- _What to do_:
Each entry that follows is to be retyped exactly. Pictures do not belong in the copy.

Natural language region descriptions
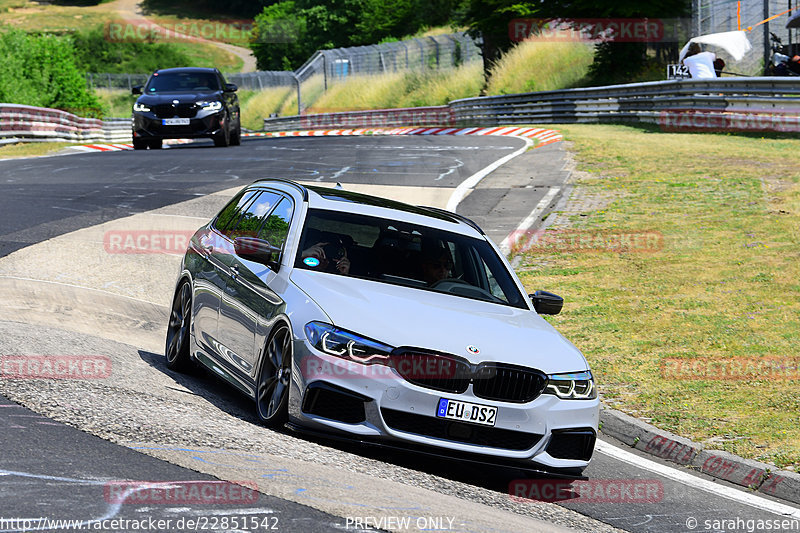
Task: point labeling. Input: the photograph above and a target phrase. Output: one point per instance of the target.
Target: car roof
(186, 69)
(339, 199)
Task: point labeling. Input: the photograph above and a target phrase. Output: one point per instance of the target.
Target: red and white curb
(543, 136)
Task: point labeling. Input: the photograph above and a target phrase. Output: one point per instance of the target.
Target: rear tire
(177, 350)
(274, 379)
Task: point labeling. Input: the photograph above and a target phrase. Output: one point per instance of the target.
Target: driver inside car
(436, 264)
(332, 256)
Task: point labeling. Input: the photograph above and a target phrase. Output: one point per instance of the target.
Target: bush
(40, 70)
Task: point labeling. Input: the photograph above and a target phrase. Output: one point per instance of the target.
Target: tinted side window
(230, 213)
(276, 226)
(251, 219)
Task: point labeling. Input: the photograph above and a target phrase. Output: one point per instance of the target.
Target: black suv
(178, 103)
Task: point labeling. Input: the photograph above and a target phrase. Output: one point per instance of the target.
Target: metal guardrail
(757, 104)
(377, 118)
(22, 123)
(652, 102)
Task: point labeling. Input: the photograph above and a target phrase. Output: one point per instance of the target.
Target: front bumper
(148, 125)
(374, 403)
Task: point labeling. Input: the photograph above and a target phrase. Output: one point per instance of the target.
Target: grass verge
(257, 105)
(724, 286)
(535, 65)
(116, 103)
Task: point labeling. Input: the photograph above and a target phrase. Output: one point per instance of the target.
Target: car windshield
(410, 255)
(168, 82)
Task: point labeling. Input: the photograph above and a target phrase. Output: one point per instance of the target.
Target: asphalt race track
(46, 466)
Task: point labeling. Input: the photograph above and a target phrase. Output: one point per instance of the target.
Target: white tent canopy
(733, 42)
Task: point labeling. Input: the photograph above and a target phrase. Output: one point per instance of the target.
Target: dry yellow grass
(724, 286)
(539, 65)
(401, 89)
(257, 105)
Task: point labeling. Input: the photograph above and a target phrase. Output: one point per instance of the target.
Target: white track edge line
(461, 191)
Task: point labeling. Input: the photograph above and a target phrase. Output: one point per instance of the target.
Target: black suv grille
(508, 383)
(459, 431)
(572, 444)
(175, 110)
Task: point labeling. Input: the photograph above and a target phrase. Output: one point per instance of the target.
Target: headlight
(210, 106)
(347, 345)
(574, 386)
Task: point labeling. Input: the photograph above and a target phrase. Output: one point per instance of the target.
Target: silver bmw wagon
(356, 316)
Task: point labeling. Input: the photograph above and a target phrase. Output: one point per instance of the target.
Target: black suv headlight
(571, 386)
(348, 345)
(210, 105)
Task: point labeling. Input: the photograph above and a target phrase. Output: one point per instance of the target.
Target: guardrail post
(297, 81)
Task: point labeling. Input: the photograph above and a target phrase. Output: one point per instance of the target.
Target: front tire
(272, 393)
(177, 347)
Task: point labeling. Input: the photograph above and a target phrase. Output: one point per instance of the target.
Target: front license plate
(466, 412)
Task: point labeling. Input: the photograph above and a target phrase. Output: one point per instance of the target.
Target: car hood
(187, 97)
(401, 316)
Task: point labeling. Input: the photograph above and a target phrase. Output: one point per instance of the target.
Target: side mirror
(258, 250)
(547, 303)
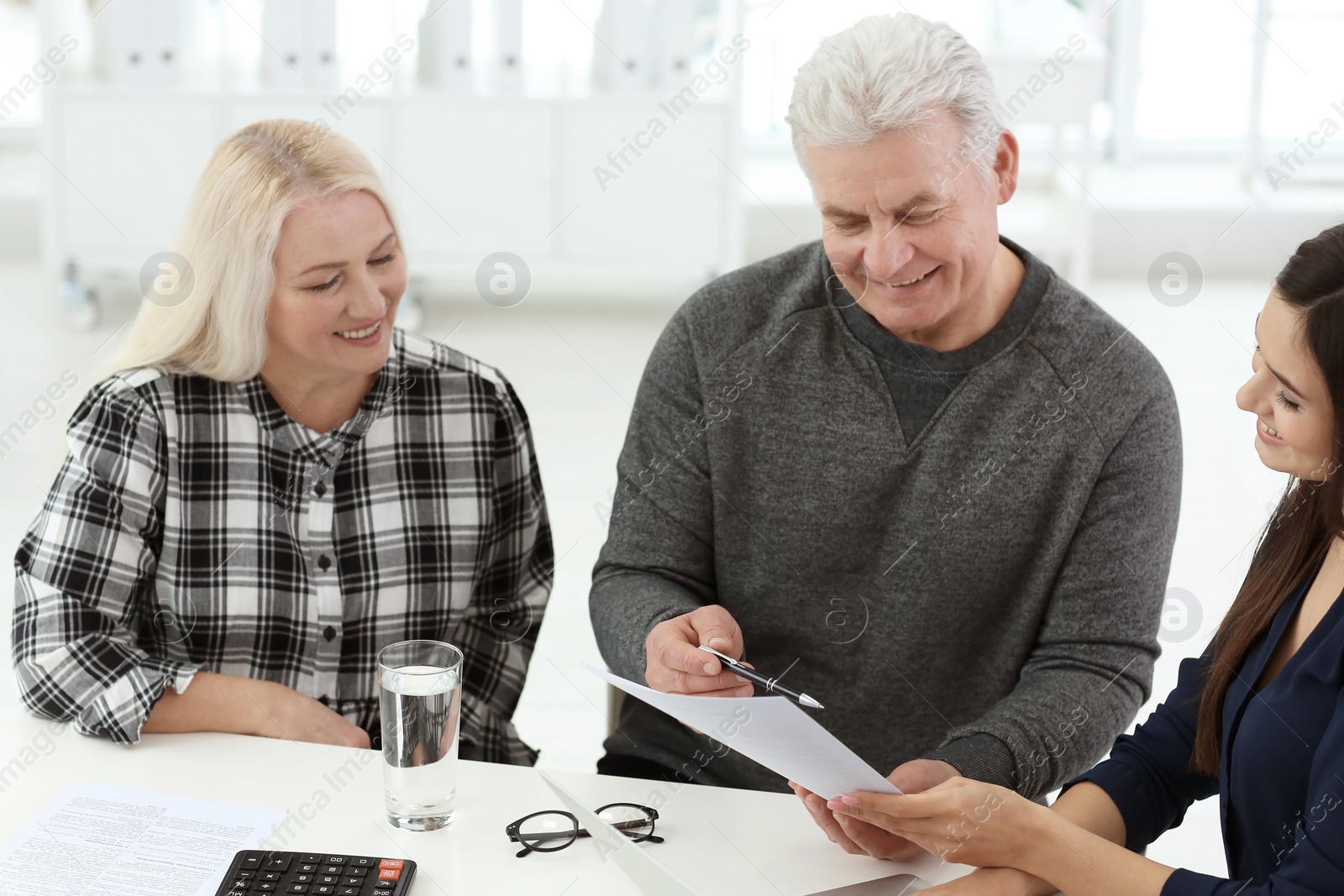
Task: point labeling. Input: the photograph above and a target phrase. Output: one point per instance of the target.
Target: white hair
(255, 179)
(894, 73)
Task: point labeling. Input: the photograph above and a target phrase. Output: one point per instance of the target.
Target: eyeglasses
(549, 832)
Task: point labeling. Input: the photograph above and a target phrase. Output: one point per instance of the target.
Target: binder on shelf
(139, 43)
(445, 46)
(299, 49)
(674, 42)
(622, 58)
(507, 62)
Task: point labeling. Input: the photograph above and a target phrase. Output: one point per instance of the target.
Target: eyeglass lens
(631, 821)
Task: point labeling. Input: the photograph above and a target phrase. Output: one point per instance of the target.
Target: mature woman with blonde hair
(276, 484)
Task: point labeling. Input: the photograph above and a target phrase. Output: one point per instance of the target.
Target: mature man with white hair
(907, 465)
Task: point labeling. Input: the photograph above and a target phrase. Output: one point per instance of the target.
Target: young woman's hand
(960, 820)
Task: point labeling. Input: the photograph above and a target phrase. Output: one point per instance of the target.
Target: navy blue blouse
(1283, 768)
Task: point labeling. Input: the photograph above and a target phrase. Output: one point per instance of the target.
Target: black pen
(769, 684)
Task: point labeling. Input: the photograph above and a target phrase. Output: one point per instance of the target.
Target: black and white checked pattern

- _Answer to this task_:
Task: point labeling. Input: the photograph above and a target phrase. Output: one point per instance of the target.
Target: car roof
(186, 69)
(339, 199)
Task: point labeling. Input: the photograph above and a target phrase. Output: one point per instance of the target.
Target: red and white curb
(543, 136)
Task: point labeling. Input: the photograph above and a target phrase. Output: one point per instance of the target.
Target: rear tire
(177, 350)
(274, 379)
Task: point labeling. Input: the photograph above and a target phrase. Output: one point per instance of the target.
Target: driver inside car
(436, 264)
(332, 256)
Task: point labeling. Input: the photograph above and a target phrase. Output: one point per instance of the target.
Target: bush
(40, 70)
Task: point labeling. Input: the photograph above and a target phrase. Output: one point per instance of the target.
Target: tinted side window
(230, 213)
(276, 226)
(251, 219)
Task: point labeling. Input: the photograph above and a target phrase. Output: one point per instance of the target.
Target: black suv
(178, 103)
Task: point labeling. Input: the photograph above and a target phrase. Output: one point per instance of the target.
Target: metal guardrail
(757, 104)
(377, 118)
(22, 123)
(652, 102)
Task: point labeling. Input: the photograph above and a target phrase. Output: one point per instance of the target.
Target: front bumper
(148, 125)
(374, 403)
Task: point labeling. Input: the photograph above and a target phrase. Output: one point per instance of the target.
Target: grass verge
(257, 105)
(724, 286)
(535, 65)
(116, 103)
Task: point labeling. Input: the photograph above and a target phrase. Output: one point per instance of the target.
Target: car windshield
(410, 255)
(168, 82)
Task: point labeling. Input: the photograph above and a target phrase. Output: one point per instance of the target.
Target: asphalt race track
(46, 466)
Task: point labeling. Input: the photograph above and a target phrase. Output: one point per instance of the target.
Target: white tent canopy
(733, 42)
Task: point labeling. Input: the photograph above and a target phrase. Output: one point per instance of the target.
Target: dry yellow grass
(724, 286)
(539, 65)
(401, 89)
(257, 105)
Task: point labeling. Input: the photograph above and a target phrase. Output: one point per instance of the target.
Target: white track edge line
(461, 191)
Task: point labeling. Input: the photograph above and a target phrase. Output: one point per instance of the target.
Target: black suv grille
(508, 383)
(459, 431)
(572, 444)
(175, 110)
Task: point labeling. Input: the photograph above and a target phrase. Output: one point per instance of the target.
Target: headlight
(210, 106)
(347, 345)
(574, 386)
Task: point labeling. Input: the photograph above and a target phrase. Output: one point per instance of the target.
Target: silver bmw wagon
(356, 316)
Task: point labeling. Input: the photograph above and a target phrase. Output: one point per instance of the target.
Target: black suv headlight
(571, 386)
(348, 345)
(210, 105)
Task: point labeling. Input: the photograph above and a target phrase. Output: one point per instance of the target.
Target: guardrail post
(297, 81)
Task: point labeling. Input: the photograph above and a target phrase. Output: one point per instance of the target.
Target: front tire
(272, 393)
(177, 347)
Task: point labeling. Input: the photograph above and a target phrase. Output: one point per instance of the target.
Target: front license plate
(466, 412)
Task: point labeling. Input: the photograph above and a target phrase. Output: one point per instance of the target.
Target: car hood
(187, 97)
(401, 316)
Task: point labeling. Input: the photograph above and a target phrase. Output: one point per instance of the target.
Target: side mirror
(258, 250)
(547, 303)
Task: point labeling. Input: the photograph above and a target phrase. Output: one point per instance of the target.
Target: white hair
(255, 179)
(894, 73)
Task: point labeling. Input: the photograph above and a target phrase. Output: one point per instance of the target.
Target: eyeglasses
(549, 832)
Task: point labeling. Input: the photograph above and a target phrase. Output: one point per instance of the target.
Target: binder on shelf
(139, 43)
(445, 46)
(299, 49)
(674, 42)
(622, 58)
(507, 62)
Task: point labeling. Input: the photograph above and a target phrase. Output: one point per instance of the target.
Target: eyeglass lens
(631, 821)
Task: point labeling. Input: the photograph above and a target phrase. Output: one point per instance of the target.
Target: mature woman with blonde hair
(276, 484)
Task: point labeling. Input: the photograph above and a target phrase. Output: one point per instance of the target.
Target: mature man with white hair
(907, 465)
Task: point labeling. Input: the photograph above and a target phrase. Output: one point per instance of the target.
Target: young woman's hand
(960, 820)
Task: point labeling. Input: the photograph above and a target phrase. Output: one point per instance of the target.
Target: navy blue blouse
(1283, 768)
Task: point labeling. Input: the photograph above and a target phrase. Output: one point per instance of the target.
Target: black pen
(769, 684)
Task: point labeling. Input: the photograph above and a target phrase. Output: one point per instance of the target.
Target: black and white checked pattern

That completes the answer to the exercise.